(Records from a collection)
►
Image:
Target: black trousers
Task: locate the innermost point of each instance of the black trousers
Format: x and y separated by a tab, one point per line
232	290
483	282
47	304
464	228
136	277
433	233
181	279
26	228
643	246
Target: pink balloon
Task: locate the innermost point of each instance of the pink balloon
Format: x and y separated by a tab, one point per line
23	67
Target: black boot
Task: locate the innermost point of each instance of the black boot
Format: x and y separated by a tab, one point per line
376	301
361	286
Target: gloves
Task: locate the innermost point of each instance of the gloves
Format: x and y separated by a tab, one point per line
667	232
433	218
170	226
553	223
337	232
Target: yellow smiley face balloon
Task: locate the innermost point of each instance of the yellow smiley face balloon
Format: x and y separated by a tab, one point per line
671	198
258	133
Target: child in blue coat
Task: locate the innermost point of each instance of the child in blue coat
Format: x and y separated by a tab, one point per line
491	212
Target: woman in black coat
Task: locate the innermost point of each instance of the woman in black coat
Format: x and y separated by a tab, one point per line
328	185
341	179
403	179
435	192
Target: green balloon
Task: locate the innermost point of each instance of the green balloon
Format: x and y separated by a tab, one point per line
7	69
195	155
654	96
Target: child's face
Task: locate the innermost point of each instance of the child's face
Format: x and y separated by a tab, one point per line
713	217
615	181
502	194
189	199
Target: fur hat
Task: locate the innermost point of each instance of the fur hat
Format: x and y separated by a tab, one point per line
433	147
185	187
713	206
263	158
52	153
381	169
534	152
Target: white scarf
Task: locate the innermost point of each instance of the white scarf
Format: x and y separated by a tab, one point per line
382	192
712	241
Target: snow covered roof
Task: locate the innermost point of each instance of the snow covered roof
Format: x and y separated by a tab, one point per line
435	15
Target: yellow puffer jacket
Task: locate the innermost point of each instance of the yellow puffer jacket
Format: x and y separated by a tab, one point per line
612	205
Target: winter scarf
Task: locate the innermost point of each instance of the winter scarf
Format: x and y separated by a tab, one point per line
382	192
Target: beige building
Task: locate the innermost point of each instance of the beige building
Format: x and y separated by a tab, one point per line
◄
Copy out, word for word, the lines of the entries from the one containing "Target: snow covered roof" through the last line of the entries, including both ends.

[ANSWER TO THIS PROBLEM]:
Target: snow covered roof
Task: locate the innermost point of each instance of the snow covered roof
Format: x and y separated by a tab, one point per line
435	15
Target: yellow puffer jacket
Task: locate the innermost point of each instance of the yellow puffer jacket
Format: x and y separated by a tab, one point per line
612	205
Target: winter scarf
Task: locate the innermost point of each instance of the winter scarf
Format: x and y separated by a tab, one point per line
382	192
Target: beige building
Task: locate the innermost point of each instance of the beige building
Format: x and y separated by a tab, one point per line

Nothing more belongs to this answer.